§ Extracted text:
******************************
BEGINNING a series here that I will return to from time to time about where NYC’s longest roads originate. My aim here is to show the “sources” of roads and especially those that don’t look like the rest of the road in question; many begin as trickles, and then develop into mighty multilane thoroughfares. One of the starkest examples (not included on this page; maybe the next one) is Conner Street way up in the Eastchester area in the Bronx, which is a one-lane pathway on one side of Boston Road and a six-lane boulevard on the other! After nearly 60 years of staring at maps, I have always been fascinated on how lengthy roads change character from area to area. Here are just a few of them today.
Williamsbridge Road
Named for a neighborhood and a former bridge over the Bronx River, Williamsbridge Road begins at Adee Avenue just east of White Plains Road and meanders around a bit on a curved path before settling on a generally southeast direction at Matthews Avenue. It gains some width at Boston Road and then roars down to Westchester Square. Actually, this is the northern end of the road, as in the Bronx, house numbering generally goes from south to north; east to west house numbering is delineated by Jerome Avenue.
The road is named for John Williams’ colonial-era farm and the bridge on his property that crossed the Bronx River. The bridge is still spelled “Williams’ Bridge” on some signage.
This 1901 map shows the north end of Williamsbridge Road as it ran through open country and farmland. Amazingly the road follows exactly the same path today as the street grid was constructed around it. The late Bronx historian John McNamara, in “History in Asphalt,” says the road predated the colonial era as a Native American trail.
******************************
§ Stated task:
Answer these about the article above on where New York City roads begin:
1. Which street does the author call one of the starkest examples, and in what area of the Bronx is it?
2. At which avenue does Williamsbridge Road begin?
3. According to John McNamara, what was the road before the colonial era?
******************************
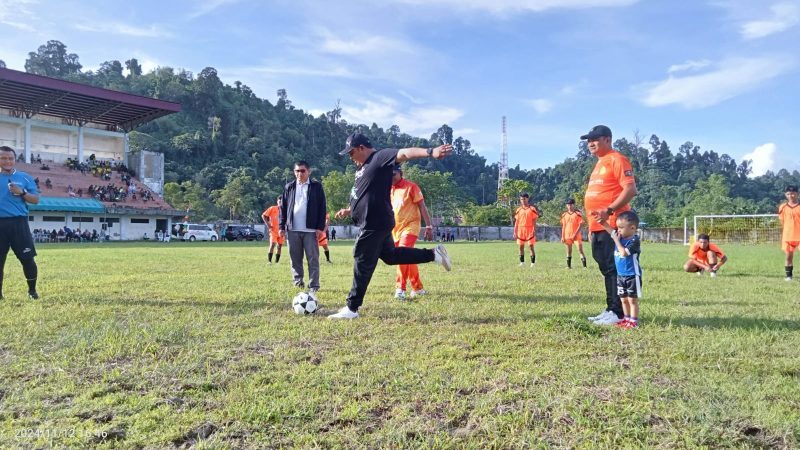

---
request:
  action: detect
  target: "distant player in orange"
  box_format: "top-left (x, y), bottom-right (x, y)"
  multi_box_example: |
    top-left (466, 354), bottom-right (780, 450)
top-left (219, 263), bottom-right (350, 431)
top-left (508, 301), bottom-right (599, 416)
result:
top-left (683, 234), bottom-right (728, 277)
top-left (317, 213), bottom-right (333, 264)
top-left (514, 192), bottom-right (539, 267)
top-left (261, 197), bottom-right (286, 264)
top-left (561, 198), bottom-right (586, 269)
top-left (778, 185), bottom-right (800, 281)
top-left (390, 165), bottom-right (433, 300)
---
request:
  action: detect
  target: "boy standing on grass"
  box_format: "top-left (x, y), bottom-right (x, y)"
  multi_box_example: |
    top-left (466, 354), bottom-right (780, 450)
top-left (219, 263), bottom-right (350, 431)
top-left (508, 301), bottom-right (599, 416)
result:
top-left (600, 211), bottom-right (642, 329)
top-left (778, 185), bottom-right (800, 281)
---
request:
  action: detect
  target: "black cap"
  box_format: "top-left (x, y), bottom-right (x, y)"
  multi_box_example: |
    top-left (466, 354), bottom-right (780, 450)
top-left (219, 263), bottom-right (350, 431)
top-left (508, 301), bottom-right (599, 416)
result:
top-left (581, 125), bottom-right (611, 139)
top-left (339, 133), bottom-right (372, 155)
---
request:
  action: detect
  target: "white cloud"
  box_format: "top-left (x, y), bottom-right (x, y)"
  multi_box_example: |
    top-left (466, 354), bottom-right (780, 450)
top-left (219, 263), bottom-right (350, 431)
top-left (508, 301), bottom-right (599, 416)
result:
top-left (384, 0), bottom-right (638, 14)
top-left (667, 59), bottom-right (711, 73)
top-left (525, 98), bottom-right (553, 114)
top-left (742, 142), bottom-right (777, 177)
top-left (74, 22), bottom-right (172, 38)
top-left (188, 0), bottom-right (239, 19)
top-left (315, 29), bottom-right (414, 56)
top-left (342, 97), bottom-right (464, 135)
top-left (219, 65), bottom-right (356, 81)
top-left (634, 57), bottom-right (792, 109)
top-left (741, 2), bottom-right (800, 39)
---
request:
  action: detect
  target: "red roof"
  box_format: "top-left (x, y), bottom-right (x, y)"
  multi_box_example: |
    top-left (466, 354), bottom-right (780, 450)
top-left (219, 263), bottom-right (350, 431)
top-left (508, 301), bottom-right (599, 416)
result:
top-left (0, 68), bottom-right (181, 131)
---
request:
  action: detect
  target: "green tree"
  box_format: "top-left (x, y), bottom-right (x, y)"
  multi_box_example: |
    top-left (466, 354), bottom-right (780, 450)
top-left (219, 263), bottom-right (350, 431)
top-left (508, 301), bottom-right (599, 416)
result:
top-left (25, 40), bottom-right (83, 78)
top-left (321, 166), bottom-right (354, 219)
top-left (211, 170), bottom-right (260, 222)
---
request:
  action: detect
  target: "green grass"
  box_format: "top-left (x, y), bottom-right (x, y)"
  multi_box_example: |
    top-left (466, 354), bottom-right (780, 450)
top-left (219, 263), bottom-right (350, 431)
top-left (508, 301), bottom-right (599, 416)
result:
top-left (0, 242), bottom-right (800, 449)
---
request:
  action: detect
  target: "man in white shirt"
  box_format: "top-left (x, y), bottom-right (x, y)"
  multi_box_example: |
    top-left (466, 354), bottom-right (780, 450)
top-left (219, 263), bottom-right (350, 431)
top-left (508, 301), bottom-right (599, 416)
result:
top-left (280, 161), bottom-right (327, 292)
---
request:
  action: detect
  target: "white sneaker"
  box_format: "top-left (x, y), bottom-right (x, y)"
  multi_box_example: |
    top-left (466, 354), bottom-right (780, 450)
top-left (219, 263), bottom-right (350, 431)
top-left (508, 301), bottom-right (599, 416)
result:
top-left (594, 311), bottom-right (622, 325)
top-left (328, 306), bottom-right (358, 320)
top-left (433, 244), bottom-right (453, 272)
top-left (587, 310), bottom-right (611, 322)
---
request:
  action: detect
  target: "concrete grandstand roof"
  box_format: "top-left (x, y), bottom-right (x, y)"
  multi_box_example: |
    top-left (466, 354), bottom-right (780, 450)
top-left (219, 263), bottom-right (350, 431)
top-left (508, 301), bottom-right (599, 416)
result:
top-left (0, 68), bottom-right (181, 131)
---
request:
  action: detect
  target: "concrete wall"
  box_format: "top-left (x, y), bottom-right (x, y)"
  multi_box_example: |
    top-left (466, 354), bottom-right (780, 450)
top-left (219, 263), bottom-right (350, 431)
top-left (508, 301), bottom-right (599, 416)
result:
top-left (28, 211), bottom-right (168, 241)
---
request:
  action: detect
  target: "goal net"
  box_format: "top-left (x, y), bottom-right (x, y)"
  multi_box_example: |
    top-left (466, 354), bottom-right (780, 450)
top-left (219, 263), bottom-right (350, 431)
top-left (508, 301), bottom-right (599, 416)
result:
top-left (692, 214), bottom-right (781, 244)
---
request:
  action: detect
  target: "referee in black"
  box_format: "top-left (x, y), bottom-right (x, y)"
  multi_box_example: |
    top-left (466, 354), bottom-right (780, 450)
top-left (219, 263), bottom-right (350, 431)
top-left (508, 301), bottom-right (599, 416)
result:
top-left (0, 146), bottom-right (39, 300)
top-left (328, 133), bottom-right (453, 319)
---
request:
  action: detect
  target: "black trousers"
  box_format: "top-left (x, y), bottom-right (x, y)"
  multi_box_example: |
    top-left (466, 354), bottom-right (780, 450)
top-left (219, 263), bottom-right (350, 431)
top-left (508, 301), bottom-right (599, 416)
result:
top-left (592, 231), bottom-right (624, 319)
top-left (347, 230), bottom-right (434, 311)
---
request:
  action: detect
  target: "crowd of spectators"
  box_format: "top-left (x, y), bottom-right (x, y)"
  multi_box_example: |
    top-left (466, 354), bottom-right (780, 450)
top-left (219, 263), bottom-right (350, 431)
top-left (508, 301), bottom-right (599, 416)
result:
top-left (33, 226), bottom-right (108, 242)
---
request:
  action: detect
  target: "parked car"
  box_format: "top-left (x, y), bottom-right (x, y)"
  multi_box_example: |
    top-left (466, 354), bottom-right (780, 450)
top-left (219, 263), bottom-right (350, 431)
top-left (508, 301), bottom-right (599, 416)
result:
top-left (225, 225), bottom-right (264, 241)
top-left (181, 223), bottom-right (219, 242)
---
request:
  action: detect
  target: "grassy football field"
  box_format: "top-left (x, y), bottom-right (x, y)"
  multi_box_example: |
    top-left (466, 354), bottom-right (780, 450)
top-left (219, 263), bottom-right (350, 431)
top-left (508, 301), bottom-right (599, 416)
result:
top-left (0, 242), bottom-right (800, 449)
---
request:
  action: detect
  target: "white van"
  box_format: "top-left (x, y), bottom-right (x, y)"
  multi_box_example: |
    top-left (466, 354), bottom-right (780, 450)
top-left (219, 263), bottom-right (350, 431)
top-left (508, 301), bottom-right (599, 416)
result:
top-left (181, 223), bottom-right (219, 242)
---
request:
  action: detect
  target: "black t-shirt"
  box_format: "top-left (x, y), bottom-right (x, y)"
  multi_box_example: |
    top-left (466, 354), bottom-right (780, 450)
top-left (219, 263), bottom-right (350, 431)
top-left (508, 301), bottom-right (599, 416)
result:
top-left (350, 148), bottom-right (398, 230)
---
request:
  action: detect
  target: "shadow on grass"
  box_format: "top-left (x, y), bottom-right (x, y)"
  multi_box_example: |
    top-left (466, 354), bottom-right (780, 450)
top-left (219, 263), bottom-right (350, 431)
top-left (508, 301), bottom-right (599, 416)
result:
top-left (644, 316), bottom-right (800, 331)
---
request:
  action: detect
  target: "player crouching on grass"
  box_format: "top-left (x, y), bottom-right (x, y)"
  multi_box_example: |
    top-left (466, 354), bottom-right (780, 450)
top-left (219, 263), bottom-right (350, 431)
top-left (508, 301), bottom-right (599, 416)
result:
top-left (778, 185), bottom-right (800, 281)
top-left (683, 234), bottom-right (728, 278)
top-left (596, 211), bottom-right (642, 329)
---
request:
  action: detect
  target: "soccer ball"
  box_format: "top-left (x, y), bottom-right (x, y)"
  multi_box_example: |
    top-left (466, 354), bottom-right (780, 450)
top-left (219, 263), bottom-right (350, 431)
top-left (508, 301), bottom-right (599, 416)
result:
top-left (292, 292), bottom-right (319, 314)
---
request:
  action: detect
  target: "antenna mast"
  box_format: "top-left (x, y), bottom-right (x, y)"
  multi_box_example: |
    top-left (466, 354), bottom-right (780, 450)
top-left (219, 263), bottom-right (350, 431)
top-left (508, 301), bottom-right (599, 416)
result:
top-left (497, 116), bottom-right (508, 190)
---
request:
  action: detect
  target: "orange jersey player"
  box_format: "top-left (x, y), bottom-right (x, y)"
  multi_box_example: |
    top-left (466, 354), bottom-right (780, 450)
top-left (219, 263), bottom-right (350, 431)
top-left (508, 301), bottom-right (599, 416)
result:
top-left (778, 185), bottom-right (800, 281)
top-left (683, 234), bottom-right (728, 277)
top-left (514, 192), bottom-right (539, 267)
top-left (261, 197), bottom-right (286, 264)
top-left (390, 165), bottom-right (433, 300)
top-left (561, 198), bottom-right (586, 269)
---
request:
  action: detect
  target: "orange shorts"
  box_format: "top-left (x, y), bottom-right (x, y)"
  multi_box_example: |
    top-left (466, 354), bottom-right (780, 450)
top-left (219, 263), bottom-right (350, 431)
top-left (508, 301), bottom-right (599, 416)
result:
top-left (781, 241), bottom-right (800, 253)
top-left (269, 230), bottom-right (286, 245)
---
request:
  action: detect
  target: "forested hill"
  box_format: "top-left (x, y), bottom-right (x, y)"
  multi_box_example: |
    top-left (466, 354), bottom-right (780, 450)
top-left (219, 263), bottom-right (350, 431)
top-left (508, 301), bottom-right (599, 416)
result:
top-left (7, 41), bottom-right (800, 226)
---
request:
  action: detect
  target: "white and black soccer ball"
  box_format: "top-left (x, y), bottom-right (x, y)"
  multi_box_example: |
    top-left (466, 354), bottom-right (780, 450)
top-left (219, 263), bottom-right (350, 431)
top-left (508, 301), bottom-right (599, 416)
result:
top-left (292, 292), bottom-right (319, 314)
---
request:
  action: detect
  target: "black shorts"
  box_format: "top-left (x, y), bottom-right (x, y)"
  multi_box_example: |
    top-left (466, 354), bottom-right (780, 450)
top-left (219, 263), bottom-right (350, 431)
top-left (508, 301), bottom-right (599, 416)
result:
top-left (0, 216), bottom-right (36, 260)
top-left (617, 275), bottom-right (642, 298)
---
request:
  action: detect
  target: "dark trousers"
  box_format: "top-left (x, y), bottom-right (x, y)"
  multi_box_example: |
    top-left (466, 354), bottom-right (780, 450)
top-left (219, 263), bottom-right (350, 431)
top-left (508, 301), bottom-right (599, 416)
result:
top-left (347, 230), bottom-right (434, 311)
top-left (592, 231), bottom-right (624, 319)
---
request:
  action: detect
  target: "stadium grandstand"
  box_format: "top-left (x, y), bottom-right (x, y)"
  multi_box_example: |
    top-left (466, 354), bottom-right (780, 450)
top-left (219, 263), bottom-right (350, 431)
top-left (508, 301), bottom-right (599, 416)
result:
top-left (0, 68), bottom-right (183, 240)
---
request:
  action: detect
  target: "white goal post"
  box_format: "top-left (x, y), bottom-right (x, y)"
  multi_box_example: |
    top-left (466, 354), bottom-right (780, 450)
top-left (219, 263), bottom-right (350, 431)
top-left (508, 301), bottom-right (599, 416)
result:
top-left (692, 214), bottom-right (781, 244)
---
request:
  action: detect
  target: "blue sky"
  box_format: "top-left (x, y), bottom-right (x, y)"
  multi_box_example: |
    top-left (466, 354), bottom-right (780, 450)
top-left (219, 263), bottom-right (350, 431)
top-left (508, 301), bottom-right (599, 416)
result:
top-left (0, 0), bottom-right (800, 174)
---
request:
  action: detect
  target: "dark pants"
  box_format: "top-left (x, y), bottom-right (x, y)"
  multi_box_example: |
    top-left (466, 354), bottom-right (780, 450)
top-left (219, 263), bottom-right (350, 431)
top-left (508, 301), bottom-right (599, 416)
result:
top-left (0, 216), bottom-right (39, 297)
top-left (347, 230), bottom-right (434, 311)
top-left (592, 231), bottom-right (624, 319)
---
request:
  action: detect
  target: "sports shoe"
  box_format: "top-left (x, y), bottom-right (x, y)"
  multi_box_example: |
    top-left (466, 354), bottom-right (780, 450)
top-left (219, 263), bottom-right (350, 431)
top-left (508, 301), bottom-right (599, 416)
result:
top-left (328, 306), bottom-right (358, 320)
top-left (433, 244), bottom-right (453, 272)
top-left (587, 310), bottom-right (611, 322)
top-left (594, 311), bottom-right (622, 325)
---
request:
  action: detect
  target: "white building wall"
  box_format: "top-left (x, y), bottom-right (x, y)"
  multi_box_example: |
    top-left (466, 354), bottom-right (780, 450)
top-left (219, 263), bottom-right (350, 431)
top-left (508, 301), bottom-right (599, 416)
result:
******************************
§ Correct answer:
1. Conner Street, in the Eastchester area.
2. Adee Avenue.
3. A Native American trail.